* [Written instruction]: List every line in the data below that contains the word "dark", and copy each of those lines in full.

══ Excerpted data

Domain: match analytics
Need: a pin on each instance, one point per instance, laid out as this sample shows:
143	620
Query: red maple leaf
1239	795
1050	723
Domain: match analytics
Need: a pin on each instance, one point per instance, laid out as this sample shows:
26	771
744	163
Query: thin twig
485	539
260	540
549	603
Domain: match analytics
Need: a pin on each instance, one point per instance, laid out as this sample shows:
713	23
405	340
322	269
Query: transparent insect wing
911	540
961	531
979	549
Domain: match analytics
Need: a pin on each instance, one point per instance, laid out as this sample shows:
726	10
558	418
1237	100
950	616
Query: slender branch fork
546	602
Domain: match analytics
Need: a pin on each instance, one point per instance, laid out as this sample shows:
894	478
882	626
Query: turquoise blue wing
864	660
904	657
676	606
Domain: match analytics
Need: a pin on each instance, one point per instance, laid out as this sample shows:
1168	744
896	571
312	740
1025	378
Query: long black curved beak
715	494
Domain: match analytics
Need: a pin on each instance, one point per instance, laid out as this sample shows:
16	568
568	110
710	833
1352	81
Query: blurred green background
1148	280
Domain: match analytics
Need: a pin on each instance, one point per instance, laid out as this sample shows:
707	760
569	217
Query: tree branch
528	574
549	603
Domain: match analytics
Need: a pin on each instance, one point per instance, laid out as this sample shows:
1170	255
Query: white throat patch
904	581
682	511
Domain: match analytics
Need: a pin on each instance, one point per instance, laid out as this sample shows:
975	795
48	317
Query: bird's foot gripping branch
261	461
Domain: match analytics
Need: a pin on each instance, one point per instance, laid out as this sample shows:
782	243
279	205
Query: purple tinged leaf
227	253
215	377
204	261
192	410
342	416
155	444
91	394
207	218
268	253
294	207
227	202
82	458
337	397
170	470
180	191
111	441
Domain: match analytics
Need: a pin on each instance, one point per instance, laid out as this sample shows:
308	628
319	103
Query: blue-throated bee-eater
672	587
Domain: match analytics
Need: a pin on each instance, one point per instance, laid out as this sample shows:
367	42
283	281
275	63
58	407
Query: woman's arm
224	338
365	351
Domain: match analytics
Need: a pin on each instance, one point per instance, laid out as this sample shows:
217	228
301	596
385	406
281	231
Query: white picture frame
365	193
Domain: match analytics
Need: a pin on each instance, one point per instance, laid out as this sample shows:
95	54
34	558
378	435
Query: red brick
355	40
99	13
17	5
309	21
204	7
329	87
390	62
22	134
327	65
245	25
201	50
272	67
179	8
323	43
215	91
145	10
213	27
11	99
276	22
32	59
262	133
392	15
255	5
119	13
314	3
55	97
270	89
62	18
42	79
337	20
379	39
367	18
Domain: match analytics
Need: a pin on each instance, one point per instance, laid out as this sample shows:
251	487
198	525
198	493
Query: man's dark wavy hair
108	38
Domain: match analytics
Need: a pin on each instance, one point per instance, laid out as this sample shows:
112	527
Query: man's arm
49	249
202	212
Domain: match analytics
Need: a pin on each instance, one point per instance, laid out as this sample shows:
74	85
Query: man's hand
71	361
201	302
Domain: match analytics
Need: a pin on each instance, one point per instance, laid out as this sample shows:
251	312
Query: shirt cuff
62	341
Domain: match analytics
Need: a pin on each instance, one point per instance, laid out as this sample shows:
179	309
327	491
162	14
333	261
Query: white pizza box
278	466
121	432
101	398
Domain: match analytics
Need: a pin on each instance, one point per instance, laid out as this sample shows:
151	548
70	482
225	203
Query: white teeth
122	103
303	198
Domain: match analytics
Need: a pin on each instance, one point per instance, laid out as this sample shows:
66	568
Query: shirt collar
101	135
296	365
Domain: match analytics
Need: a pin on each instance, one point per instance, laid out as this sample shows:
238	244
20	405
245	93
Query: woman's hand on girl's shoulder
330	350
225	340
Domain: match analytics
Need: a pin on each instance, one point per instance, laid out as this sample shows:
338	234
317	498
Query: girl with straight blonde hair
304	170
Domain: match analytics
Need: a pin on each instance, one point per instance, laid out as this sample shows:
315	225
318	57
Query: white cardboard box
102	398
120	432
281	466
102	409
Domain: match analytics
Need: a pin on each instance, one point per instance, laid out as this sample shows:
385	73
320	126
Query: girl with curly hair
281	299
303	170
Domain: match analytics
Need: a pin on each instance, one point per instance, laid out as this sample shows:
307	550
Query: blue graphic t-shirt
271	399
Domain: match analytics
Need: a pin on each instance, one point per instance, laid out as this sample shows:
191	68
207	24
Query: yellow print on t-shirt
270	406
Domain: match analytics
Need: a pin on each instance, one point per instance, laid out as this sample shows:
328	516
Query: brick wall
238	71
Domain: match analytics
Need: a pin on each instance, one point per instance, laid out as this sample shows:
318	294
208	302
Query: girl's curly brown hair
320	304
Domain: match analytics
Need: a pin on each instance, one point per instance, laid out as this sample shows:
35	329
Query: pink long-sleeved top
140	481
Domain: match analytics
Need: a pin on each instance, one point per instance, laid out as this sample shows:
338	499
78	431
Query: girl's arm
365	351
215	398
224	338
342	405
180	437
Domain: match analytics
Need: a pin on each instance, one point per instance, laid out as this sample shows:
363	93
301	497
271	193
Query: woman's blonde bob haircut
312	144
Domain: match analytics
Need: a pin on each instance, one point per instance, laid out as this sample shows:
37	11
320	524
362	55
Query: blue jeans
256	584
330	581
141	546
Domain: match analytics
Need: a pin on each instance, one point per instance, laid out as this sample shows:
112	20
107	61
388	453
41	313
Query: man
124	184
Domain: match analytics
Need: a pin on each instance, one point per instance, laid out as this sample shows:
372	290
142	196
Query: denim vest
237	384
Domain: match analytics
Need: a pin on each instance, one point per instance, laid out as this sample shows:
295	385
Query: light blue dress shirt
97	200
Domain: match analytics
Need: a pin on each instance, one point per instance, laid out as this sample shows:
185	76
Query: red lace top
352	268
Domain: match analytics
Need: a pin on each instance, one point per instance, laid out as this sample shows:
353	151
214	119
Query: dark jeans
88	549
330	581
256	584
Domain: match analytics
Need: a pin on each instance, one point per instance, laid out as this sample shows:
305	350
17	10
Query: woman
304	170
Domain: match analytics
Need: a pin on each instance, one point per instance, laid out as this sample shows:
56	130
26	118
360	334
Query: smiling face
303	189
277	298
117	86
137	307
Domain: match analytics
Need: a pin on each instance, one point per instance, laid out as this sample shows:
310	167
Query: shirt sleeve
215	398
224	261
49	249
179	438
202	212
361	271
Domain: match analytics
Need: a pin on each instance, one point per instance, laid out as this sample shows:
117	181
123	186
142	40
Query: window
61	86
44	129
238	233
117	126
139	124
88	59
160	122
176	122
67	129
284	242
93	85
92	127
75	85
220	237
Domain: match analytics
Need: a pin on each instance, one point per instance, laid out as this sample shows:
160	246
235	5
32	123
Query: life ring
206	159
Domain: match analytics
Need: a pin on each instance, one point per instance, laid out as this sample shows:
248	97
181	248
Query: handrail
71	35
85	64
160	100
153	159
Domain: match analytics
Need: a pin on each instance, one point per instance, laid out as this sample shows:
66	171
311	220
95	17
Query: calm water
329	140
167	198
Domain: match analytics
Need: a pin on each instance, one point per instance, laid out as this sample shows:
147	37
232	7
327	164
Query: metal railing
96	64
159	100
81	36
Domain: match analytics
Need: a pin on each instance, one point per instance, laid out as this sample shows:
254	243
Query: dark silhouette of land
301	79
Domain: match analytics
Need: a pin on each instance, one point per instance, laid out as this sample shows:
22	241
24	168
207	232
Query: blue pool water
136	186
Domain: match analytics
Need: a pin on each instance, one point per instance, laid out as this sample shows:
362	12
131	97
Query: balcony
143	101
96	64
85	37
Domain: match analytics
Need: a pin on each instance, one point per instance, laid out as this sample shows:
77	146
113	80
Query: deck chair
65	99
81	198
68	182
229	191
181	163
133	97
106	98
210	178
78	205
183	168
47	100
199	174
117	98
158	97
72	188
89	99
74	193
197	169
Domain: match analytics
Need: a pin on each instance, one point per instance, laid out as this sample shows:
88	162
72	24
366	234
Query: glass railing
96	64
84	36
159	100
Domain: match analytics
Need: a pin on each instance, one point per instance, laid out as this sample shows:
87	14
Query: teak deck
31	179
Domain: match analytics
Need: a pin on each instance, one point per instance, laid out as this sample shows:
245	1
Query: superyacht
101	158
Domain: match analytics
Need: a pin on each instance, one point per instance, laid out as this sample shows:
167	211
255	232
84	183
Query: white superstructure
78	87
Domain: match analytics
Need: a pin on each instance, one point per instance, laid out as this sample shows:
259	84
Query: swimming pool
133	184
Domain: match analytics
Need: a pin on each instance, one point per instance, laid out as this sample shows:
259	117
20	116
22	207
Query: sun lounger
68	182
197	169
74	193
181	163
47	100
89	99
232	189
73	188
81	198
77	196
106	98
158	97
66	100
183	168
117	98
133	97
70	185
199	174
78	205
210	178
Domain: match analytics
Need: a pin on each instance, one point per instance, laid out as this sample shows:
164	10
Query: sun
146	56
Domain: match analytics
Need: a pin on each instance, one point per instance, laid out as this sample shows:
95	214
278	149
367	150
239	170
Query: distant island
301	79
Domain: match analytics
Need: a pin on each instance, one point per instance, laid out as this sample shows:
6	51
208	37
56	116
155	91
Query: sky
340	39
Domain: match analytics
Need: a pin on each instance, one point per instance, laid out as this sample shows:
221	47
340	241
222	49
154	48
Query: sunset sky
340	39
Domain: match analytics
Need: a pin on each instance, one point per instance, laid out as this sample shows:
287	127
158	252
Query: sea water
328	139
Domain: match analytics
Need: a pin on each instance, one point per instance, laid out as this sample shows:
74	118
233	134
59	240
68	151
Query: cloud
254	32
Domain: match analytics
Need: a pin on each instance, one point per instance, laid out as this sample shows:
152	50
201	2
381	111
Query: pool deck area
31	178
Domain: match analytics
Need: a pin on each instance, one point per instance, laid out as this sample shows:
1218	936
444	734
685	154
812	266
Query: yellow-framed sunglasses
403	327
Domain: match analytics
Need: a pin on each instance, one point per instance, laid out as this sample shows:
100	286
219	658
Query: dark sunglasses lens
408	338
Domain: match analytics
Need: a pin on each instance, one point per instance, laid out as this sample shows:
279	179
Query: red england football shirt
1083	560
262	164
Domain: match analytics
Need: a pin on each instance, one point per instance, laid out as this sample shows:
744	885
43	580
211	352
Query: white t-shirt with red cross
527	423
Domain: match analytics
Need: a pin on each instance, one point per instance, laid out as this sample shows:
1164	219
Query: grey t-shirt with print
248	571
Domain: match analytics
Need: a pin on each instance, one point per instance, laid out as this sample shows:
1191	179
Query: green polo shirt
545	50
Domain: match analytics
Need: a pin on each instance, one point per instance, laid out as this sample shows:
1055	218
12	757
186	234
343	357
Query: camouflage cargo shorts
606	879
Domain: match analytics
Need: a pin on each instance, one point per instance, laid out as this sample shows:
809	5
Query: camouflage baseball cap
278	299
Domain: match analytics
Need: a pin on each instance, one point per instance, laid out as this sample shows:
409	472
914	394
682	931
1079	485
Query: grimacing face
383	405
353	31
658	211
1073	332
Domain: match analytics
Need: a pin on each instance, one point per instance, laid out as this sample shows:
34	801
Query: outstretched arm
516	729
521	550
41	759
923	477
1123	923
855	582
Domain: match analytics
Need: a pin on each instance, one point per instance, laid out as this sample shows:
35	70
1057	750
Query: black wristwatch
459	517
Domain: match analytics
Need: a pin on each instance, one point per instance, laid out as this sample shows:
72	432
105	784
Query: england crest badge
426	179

════

* [Final answer]:
Query: man's dark wavy hair
Query: dark jeans
Query: dark silhouette of land
Query: dark sunglasses lens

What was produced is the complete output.